[Brief 1] Translate this sentence from the movie review into Spanish: "The cast is as brilliant as the plot is gut-wrenchingly tragic and hopeless."
[Brief 2] Reproduce the part of the movie review between "There is something" and "tragic and hopeless.", inclusive.

[Passage]
What to do on a Friday night, besides watch a disturbing and depressing movie? In any event, I have no regrets. Detachment indeed.
There is something about Adrien Brody. Yes, those sad eyes, those redder than red lips, both so delicate and bordering on feminine, separated by a well, hmm, shall we say distinctive nose. His chameleon face allows him to appear frail or strong, intense or giddy, nerdy or roughly handsome. He lends a gravitas to whatever role he plays, and is not only one of the most expressive actors but, at least for me, one of the most believable, pulling me into whatever character he portrays (in the last film I saw of his prior to this one he played the bullfighter Manolete, for The Pianist he learned not how to simulate playing, but how to master Chopin.) Brody not only starred in but produced this movie, normally proof of an emotional attachment to the story, and it shows. The cast is as brilliant as the plot is gut-wrenchingly tragic and hopeless.

[Supplied data]

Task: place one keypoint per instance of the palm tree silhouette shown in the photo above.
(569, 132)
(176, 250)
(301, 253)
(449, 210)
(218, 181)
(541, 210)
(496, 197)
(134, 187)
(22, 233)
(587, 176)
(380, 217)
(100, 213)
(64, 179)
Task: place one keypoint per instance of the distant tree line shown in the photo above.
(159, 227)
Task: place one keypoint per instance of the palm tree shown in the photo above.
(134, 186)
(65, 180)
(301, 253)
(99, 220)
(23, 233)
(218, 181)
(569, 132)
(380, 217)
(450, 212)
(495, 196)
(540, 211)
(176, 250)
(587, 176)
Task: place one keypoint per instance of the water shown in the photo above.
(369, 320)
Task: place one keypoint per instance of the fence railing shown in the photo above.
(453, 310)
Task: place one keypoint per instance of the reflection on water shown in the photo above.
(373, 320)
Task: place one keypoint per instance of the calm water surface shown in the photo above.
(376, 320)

==

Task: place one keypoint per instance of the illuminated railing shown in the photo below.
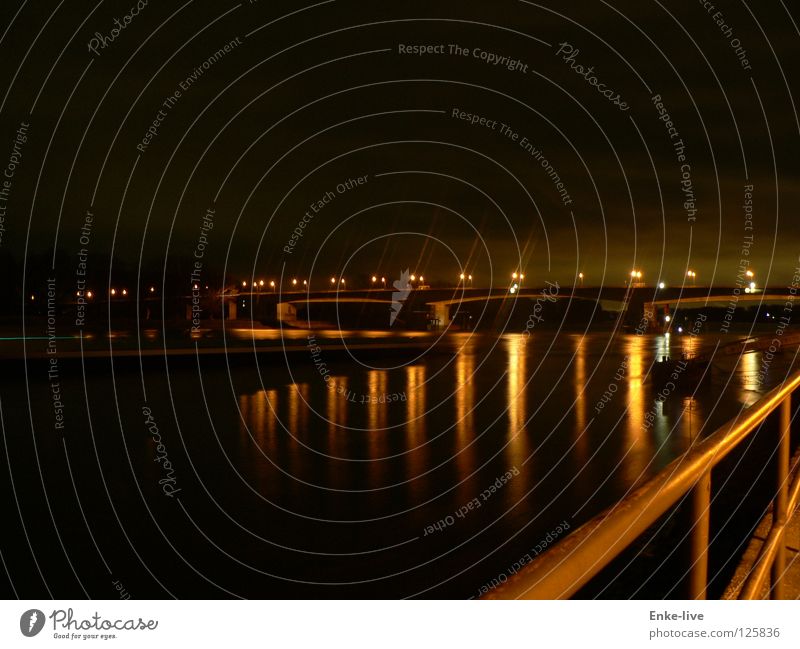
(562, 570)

* * *

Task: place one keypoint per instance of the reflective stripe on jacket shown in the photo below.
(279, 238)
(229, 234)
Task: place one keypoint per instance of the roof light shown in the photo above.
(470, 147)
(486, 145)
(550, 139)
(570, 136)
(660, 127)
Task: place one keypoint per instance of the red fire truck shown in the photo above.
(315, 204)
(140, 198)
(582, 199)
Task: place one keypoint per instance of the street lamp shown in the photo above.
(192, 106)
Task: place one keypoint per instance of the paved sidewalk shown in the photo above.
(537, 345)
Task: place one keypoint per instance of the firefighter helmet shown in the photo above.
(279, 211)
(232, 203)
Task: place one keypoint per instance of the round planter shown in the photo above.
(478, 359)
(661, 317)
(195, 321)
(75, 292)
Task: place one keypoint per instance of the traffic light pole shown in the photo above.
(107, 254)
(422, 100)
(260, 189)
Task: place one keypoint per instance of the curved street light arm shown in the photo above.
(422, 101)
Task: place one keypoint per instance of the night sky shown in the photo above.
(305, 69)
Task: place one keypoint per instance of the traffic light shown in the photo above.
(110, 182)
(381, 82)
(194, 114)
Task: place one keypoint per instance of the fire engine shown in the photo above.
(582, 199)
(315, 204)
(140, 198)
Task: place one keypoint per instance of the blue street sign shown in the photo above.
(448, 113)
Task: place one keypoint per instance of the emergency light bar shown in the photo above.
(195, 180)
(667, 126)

[Exercise answer 1] El reparto es tan brillante como la trama es desgarradoramente trágica y desesperanzada.

[Exercise answer 2]
There is something about Adrien Brody. Yes, those sad eyes, those redder than red lips, both so delicate and bordering on feminine, separated by a well, hmm, shall we say distinctive nose. His chameleon face allows him to appear frail or strong, intense or giddy, nerdy or roughly handsome. He lends a gravitas to whatever role he plays, and is not only one of the most expressive actors but, at least for me, one of the most believable, pulling me into whatever character he portrays (in the last film I saw of his prior to this one he played the bullfighter Manolete, for The Pianist he learned not how to simulate playing, but how to master Chopin.) Brody not only starred in but produced this movie, normally proof of an emotional attachment to the story, and it shows. The cast is as brilliant as the plot is gut-wrenchingly tragic and hopeless.